■ What you will do
Retype every entry exactly, down to the last character.

________________________

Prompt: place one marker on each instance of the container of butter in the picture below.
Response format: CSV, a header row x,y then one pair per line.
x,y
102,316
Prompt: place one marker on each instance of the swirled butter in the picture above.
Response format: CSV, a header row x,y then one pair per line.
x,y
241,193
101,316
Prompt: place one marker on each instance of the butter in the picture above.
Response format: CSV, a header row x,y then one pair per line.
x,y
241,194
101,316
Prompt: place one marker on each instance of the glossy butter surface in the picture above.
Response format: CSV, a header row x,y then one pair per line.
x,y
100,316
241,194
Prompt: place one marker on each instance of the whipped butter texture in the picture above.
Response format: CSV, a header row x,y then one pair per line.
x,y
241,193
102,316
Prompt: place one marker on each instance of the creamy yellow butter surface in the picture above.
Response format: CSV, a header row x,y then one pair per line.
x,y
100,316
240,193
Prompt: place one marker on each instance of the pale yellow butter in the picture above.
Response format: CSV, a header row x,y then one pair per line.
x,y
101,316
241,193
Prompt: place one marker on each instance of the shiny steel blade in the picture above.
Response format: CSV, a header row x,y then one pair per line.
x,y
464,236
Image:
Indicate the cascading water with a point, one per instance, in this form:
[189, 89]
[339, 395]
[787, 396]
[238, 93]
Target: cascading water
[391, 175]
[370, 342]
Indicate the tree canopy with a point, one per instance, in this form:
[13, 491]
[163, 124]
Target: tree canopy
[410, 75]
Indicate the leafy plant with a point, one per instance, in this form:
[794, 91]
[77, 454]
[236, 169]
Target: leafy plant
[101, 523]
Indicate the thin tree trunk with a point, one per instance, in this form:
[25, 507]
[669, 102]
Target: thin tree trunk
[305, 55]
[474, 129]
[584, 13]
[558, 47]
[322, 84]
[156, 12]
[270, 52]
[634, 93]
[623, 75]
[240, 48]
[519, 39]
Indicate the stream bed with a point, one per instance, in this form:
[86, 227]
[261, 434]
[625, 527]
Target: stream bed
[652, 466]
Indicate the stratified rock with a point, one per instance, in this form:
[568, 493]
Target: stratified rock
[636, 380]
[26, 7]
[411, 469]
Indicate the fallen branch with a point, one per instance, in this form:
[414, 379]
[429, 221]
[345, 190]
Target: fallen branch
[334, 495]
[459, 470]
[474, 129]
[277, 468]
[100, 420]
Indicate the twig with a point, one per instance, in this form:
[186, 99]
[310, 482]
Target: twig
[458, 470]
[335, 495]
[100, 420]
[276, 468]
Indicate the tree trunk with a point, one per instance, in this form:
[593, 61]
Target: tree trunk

________________________

■ Task solution
Prompt: place one marker on each instance of the container of butter in the picture below.
Response format: CSV, a header row x,y then one pair per line.
x,y
102,316
Prompt: place one marker on each instance of the swirled butter in the picture above.
Response format: CSV, a header row x,y then one pair per line.
x,y
241,193
101,316
Prompt: place one marker on each instance of the butter in the picture above.
Response format: CSV, a header row x,y then one pair per line.
x,y
241,194
101,316
Prompt: place one marker on each instance of the glossy butter surface in the picture above.
Response format: CSV, a header row x,y then one pair per line.
x,y
100,316
241,194
Prompt: place one marker on each instance of the whipped butter texture in the picture above.
Response format: CSV, a header row x,y then one pair per line.
x,y
241,193
102,316
Prompt: place one marker on each instance of the creamy yellow butter surface in the picture above.
Response format: CSV, a header row x,y then one pair per line.
x,y
100,316
240,193
Prompt: place one marker on each instance of the pale yellow butter in the picture above.
Response format: CSV, a header row x,y then one pair per line.
x,y
101,316
241,193
Prompt: place one marker on each instance of the shiny steel blade in the picture above.
Response format: CSV, a header row x,y then one pair per line.
x,y
464,236
Image:
Indicate the cascading water with a point, one per instance, in this form:
[189, 89]
[339, 395]
[787, 396]
[238, 93]
Target: cascading water
[391, 175]
[370, 342]
Indicate the tree canopy with a point, one per instance, in this form:
[13, 491]
[163, 124]
Target: tree canopy
[410, 75]
Indicate the leafy plant with a point, one per instance, in this form:
[794, 91]
[77, 454]
[236, 169]
Target: leafy plant
[101, 523]
Indicate the thin tree trunk with a point, one per instance, in this form:
[25, 507]
[669, 102]
Target: thin tree trunk
[305, 55]
[474, 129]
[584, 13]
[558, 47]
[322, 84]
[156, 12]
[270, 52]
[634, 93]
[623, 75]
[240, 48]
[519, 39]
Indicate the stream bed with a point, one per instance, in this form:
[86, 227]
[261, 434]
[625, 527]
Target: stream bed
[652, 466]
Indicate the stratified rock with a point, one per instance, in this form:
[568, 493]
Target: stratified rock
[636, 380]
[26, 7]
[411, 469]
Indicate the fallen branch with a point, one per instance, in this form:
[414, 379]
[429, 221]
[345, 190]
Target: fallen branch
[334, 495]
[459, 470]
[474, 129]
[277, 468]
[100, 420]
Indicate the twig with a point, one per instance, in this form:
[186, 99]
[310, 482]
Target: twig
[458, 470]
[335, 495]
[100, 420]
[276, 468]
Indicate the tree trunk with a point, one per instance, in this form:
[593, 61]
Target: tree trunk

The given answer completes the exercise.